What to produce: Copy the lines below that contain "crane".

[Opening Records for the exercise section]

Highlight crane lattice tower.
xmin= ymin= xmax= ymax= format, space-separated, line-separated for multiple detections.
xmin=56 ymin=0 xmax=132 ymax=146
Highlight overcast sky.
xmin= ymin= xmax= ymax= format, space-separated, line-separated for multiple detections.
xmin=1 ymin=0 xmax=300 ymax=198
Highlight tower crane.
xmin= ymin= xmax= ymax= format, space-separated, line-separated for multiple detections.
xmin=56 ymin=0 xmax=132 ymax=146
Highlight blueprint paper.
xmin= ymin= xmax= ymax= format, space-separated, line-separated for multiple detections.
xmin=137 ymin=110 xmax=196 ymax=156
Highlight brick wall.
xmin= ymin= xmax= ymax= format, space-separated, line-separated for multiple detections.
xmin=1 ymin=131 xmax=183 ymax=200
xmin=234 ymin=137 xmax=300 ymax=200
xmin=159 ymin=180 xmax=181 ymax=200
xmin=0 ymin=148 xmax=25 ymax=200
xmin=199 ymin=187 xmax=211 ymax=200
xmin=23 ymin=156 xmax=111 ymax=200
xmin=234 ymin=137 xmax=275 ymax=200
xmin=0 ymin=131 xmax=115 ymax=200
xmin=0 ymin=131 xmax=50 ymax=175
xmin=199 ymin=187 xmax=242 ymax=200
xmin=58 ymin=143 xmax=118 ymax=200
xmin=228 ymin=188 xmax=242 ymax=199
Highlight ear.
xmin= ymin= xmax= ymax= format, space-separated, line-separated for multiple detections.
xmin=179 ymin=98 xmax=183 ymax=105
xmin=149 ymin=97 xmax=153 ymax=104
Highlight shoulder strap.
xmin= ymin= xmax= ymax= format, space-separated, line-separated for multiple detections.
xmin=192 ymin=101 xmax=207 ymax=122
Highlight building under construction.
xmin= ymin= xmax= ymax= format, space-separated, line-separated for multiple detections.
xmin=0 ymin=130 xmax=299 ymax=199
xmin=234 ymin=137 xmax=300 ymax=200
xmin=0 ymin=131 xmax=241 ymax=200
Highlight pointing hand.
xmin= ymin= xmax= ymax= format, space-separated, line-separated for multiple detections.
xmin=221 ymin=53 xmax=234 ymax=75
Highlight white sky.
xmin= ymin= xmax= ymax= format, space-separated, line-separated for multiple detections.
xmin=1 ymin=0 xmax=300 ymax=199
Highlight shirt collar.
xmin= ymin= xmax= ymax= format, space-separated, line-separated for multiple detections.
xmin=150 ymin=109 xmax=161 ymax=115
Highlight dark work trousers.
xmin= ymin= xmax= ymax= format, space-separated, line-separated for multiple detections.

[Closing Records for the exercise section]

Written solution:
Highlight crane lattice tower.
Highlight tower crane.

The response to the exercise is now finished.